Records
-------
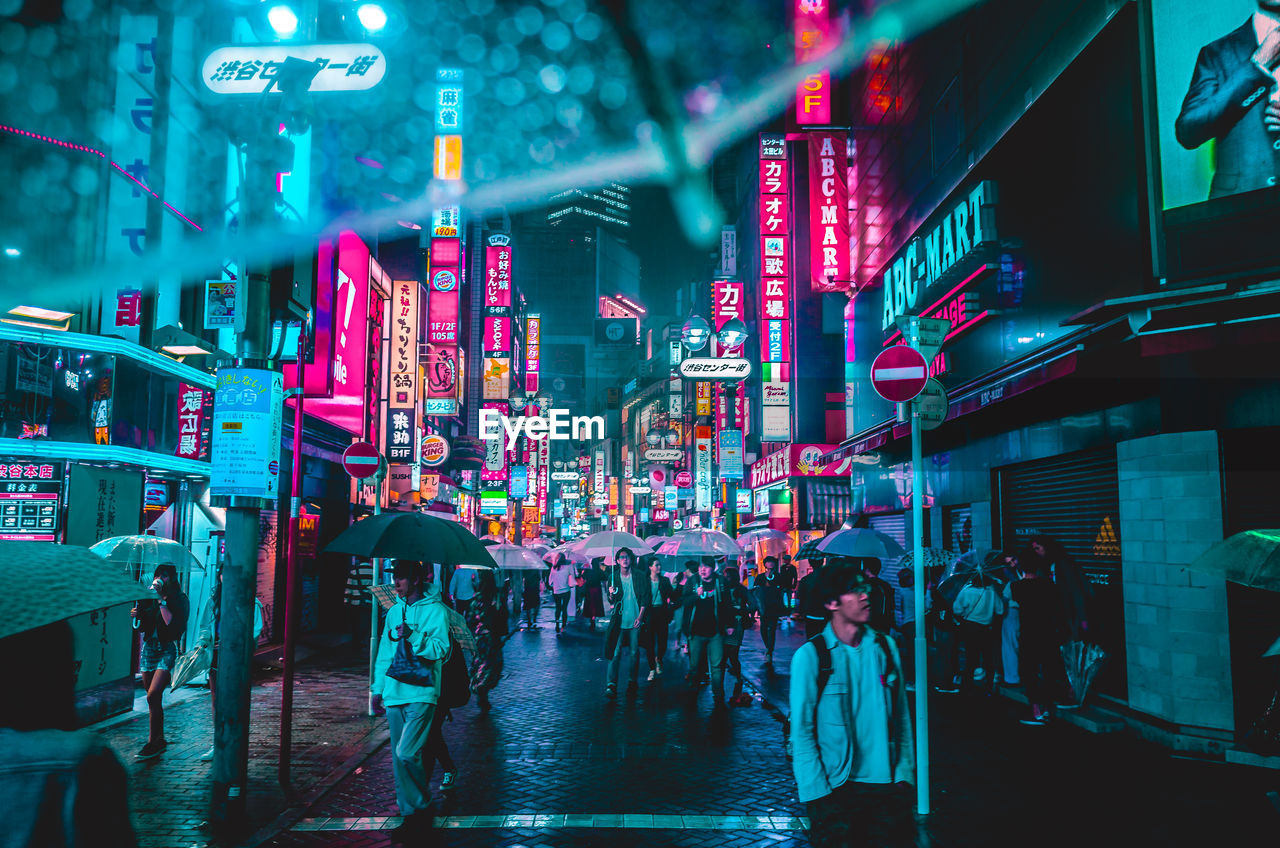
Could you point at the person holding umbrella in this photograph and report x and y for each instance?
-------
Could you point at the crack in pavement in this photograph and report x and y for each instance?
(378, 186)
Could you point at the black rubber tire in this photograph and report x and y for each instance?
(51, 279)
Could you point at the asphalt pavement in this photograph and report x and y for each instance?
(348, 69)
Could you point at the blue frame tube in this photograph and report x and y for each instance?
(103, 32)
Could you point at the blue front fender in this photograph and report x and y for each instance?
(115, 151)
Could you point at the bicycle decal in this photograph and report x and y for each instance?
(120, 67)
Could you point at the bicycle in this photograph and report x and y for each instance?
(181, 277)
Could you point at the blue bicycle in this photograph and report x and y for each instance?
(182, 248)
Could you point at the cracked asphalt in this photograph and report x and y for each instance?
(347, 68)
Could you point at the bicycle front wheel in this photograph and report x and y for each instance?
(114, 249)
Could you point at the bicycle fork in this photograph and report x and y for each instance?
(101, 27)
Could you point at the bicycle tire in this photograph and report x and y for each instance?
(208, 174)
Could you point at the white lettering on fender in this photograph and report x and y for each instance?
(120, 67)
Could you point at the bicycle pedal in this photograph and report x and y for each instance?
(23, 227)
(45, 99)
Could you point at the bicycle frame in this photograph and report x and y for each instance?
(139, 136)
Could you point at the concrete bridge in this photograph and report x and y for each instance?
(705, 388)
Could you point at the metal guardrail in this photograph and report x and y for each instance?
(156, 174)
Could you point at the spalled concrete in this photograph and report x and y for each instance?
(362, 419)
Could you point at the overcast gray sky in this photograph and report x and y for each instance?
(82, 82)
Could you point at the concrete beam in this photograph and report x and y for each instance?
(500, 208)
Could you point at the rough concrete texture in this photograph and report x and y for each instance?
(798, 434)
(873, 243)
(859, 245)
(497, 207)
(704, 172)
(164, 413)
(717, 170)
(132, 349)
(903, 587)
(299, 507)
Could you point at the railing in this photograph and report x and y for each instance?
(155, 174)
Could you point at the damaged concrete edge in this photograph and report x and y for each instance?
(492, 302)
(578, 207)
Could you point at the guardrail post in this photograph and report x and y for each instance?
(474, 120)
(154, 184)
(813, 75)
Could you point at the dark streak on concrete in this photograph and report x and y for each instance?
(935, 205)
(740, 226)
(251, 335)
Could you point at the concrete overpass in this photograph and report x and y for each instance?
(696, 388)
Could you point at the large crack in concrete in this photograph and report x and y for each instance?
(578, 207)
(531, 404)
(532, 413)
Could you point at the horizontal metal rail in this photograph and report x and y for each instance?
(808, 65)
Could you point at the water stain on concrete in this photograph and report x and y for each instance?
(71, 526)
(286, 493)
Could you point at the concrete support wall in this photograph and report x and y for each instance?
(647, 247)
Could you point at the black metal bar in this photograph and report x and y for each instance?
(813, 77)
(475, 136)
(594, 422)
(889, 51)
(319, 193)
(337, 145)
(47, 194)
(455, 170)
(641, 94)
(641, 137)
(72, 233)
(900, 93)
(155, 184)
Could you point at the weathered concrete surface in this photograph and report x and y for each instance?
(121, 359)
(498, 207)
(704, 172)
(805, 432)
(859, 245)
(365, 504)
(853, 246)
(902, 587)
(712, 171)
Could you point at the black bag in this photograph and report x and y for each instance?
-------
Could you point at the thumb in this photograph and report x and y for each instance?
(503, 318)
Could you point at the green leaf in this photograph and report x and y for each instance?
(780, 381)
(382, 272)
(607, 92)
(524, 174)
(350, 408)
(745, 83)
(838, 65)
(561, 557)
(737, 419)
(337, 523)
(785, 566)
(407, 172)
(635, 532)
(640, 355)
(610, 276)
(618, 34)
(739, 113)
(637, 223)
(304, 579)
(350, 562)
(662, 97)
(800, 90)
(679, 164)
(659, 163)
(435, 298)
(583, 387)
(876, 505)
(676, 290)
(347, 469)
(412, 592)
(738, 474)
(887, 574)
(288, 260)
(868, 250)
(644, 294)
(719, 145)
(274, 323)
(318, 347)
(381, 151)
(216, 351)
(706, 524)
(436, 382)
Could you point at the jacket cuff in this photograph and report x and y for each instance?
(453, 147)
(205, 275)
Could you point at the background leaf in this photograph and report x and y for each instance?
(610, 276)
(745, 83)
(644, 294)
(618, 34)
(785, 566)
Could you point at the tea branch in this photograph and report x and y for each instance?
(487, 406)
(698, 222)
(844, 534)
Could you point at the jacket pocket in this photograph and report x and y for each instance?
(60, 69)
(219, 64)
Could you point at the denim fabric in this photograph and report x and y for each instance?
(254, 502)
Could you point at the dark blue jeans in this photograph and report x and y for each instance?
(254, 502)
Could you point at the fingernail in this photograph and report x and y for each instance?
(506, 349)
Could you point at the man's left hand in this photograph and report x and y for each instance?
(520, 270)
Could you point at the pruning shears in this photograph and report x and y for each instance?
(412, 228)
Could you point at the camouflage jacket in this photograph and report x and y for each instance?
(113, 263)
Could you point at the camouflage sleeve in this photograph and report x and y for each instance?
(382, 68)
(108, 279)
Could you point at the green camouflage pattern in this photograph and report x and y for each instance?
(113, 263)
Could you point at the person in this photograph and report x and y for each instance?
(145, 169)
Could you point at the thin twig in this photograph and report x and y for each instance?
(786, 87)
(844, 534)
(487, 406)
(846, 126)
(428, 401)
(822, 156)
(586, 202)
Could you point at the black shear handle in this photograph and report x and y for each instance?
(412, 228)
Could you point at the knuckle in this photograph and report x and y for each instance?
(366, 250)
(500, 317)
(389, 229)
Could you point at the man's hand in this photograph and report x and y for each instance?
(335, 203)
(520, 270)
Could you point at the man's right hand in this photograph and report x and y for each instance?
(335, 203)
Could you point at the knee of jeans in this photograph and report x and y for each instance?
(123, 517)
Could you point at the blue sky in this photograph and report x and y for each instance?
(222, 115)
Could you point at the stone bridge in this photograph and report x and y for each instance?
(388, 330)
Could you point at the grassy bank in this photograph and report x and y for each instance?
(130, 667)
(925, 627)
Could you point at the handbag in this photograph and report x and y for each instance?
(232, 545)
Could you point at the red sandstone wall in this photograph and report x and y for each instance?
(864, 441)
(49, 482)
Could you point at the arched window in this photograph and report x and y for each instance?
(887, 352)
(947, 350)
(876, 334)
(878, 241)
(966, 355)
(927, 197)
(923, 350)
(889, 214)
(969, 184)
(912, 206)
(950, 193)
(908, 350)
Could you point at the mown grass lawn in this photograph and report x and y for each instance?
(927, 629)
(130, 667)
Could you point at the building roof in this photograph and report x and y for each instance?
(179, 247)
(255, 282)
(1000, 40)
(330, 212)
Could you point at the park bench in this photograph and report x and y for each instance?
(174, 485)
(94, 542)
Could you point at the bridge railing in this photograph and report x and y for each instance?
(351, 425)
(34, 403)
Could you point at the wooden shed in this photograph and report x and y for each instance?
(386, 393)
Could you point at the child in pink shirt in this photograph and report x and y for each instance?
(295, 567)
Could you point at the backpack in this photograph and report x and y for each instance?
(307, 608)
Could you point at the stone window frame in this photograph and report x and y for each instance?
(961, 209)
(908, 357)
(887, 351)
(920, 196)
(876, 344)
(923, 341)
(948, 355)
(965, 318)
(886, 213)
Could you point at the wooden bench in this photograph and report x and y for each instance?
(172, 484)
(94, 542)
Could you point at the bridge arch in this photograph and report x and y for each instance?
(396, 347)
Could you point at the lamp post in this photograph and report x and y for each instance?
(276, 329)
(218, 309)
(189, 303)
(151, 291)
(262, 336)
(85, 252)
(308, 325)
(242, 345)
-------
To do
Using the records above, restate word for word the lines from the one with "Could you point at the weathered" through the one with "Could you point at the black bag", both included.

Result below
Could you point at the weathered concrete surface in this photograph and report x and y for each instance?
(121, 359)
(498, 207)
(704, 172)
(805, 432)
(859, 245)
(365, 504)
(853, 246)
(902, 587)
(712, 171)
Could you point at the black bag in this photograph and report x and y for each instance?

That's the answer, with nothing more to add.